→ AUFGABEN
A. Worauf kommt David Gilmour laut Ausgangstext sofort zu sprechen?
B. Stimmen die folgenden Aussagen mit dem Ausgangstext überein? Antworte jeweils mit Ja oder Nein und zitiere die entscheidenden Worte.
(i) Gilmour hält sich lange mit Beschreibungen der Lebenswelten auf.
(ii) Das Buch hat genau zwei Abende lang beschäftigt.
(iii) Laut dem Zitat soll man nie mit einem Miststück ein Kind haben.
C. Gib bitte den Abschnitt des Ausgangstextes von „David Gilmour –“ bis einschließlich „zu seinem Sohn.“ wortgetreu wieder.

→ AUSGANGSTEXT
################

David Gilmour – Unser allerbestes Jahr

„Genau das will ich sagen. Wenn sie es mit keinem anderen Mann macht, macht sie es auch nicht mit mir. Und deshalb habe ich dich mit ihr bekommen und nicht mit einer anderen Frau.“ – „Du hast gewusst, dass ihr euch trennt?“ – „Ich will sagen, ich finde es okay, mit einem Miststück ins Bett zu gehen, aber man soll nie mit einem Miststück ein Kind haben.“ – Da war er still.

Schon noch 20 Seiten fällt es schwer, das Buch aus der Hand zu legen (mich hat es genau zwei Abende lang beschäftigt). David Gilmour versteht es, den Leser sofort in seine Geschichte hineinzuziehen, er fackelt nicht lange mit Beschreibungen der Lebenswelten (diese werden mit der Zeit ohnehin immer klarer), sondern kommt sofort zum Wesentlichen: Der Beziehung zu seinem Sohn.

################

→ BEREITGESTELLTES MATERIAL
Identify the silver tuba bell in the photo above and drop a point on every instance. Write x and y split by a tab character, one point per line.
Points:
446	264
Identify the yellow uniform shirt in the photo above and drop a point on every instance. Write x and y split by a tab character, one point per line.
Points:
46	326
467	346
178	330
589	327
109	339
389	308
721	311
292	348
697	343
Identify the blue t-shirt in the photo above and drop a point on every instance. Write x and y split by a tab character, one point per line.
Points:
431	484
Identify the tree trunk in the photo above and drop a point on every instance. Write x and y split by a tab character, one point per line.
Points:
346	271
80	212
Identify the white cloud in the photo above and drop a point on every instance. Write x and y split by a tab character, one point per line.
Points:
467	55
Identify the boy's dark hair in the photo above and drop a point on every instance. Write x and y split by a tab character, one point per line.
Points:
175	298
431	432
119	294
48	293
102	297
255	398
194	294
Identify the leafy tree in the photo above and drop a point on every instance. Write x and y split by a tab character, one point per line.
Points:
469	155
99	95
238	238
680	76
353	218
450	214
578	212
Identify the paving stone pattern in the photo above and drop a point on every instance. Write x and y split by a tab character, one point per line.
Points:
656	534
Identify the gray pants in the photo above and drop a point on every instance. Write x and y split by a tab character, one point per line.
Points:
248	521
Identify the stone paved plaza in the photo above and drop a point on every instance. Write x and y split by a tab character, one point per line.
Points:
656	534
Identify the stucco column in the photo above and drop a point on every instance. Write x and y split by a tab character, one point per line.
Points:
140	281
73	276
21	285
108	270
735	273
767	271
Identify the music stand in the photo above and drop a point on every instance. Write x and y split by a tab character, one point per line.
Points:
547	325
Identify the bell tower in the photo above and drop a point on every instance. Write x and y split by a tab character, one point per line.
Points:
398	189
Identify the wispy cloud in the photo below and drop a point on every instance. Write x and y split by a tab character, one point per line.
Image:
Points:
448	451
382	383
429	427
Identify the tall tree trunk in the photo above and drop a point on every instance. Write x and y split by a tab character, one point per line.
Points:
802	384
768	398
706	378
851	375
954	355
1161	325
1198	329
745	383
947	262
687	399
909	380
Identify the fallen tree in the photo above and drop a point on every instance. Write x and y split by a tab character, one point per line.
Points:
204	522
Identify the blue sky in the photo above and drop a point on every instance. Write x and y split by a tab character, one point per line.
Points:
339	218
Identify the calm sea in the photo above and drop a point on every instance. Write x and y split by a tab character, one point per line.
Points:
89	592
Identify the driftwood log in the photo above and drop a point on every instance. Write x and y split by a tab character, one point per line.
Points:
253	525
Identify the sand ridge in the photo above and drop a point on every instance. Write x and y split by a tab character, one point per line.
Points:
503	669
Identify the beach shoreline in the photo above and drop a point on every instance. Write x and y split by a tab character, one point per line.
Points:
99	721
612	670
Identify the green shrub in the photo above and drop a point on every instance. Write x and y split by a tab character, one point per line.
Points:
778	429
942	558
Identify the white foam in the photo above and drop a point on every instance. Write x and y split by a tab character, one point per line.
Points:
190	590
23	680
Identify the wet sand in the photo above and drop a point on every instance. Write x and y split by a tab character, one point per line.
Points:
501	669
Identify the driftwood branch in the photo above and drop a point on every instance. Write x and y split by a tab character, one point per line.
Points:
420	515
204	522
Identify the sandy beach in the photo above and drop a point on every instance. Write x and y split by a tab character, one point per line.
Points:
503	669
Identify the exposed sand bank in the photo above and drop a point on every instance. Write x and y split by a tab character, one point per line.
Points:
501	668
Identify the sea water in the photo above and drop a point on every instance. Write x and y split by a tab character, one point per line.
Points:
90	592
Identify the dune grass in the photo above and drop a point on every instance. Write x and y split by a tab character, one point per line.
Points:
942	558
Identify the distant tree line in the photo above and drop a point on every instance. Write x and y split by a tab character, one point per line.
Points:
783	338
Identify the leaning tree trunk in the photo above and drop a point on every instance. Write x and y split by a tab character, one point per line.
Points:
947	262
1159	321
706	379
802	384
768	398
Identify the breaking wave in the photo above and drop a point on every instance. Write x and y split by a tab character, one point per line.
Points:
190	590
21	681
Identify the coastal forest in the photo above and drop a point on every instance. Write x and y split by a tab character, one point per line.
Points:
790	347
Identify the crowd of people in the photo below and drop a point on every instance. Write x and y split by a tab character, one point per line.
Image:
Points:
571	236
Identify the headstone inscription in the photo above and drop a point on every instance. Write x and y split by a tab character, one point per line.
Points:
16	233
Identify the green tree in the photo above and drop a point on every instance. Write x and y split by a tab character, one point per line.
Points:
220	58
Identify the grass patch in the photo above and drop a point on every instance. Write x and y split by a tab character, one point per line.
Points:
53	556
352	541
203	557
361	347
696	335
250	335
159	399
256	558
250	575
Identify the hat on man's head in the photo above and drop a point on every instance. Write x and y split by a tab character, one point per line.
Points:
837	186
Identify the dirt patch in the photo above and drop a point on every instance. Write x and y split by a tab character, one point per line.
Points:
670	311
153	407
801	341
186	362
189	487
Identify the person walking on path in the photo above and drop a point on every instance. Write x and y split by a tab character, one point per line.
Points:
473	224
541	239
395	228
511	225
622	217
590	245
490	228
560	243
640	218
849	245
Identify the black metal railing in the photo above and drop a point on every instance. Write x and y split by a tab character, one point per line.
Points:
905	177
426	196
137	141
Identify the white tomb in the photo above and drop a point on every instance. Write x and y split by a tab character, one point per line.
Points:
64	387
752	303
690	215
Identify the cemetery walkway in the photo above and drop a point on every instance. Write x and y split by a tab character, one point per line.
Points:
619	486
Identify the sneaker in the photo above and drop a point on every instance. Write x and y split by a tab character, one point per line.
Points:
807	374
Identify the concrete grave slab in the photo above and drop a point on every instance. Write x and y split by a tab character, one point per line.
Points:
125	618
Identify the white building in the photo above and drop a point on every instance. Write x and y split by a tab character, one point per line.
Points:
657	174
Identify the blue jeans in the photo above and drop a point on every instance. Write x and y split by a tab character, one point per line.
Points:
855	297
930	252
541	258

################

→ LÖSUNGEN
A. Auf die Beziehung zu seinem Sohn.

B.
(i) Nein: „er fackelt nicht lange mit Beschreibungen der Lebenswelten“
(ii) Ja: „mich hat es genau zwei Abende lang beschäftigt“
(iii) Ja: „aber man soll nie mit einem Miststück ein Kind haben“

C.
David Gilmour – Unser allerbestes Jahr

„Genau das will ich sagen. Wenn sie es mit keinem anderen Mann macht, macht sie es auch nicht mit mir. Und deshalb habe ich dich mit ihr bekommen und nicht mit einer anderen Frau.“ – „Du hast gewusst, dass ihr euch trennt?“ – „Ich will sagen, ich finde es okay, mit einem Miststück ins Bett zu gehen, aber man soll nie mit einem Miststück ein Kind haben.“ – Da war er still.

Schon noch 20 Seiten fällt es schwer, das Buch aus der Hand zu legen (mich hat es genau zwei Abende lang beschäftigt). David Gilmour versteht es, den Leser sofort in seine Geschichte hineinzuziehen, er fackelt nicht lange mit Beschreibungen der Lebenswelten (diese werden mit der Zeit ohnehin immer klarer), sondern kommt sofort zum Wesentlichen: Der Beziehung zu seinem Sohn.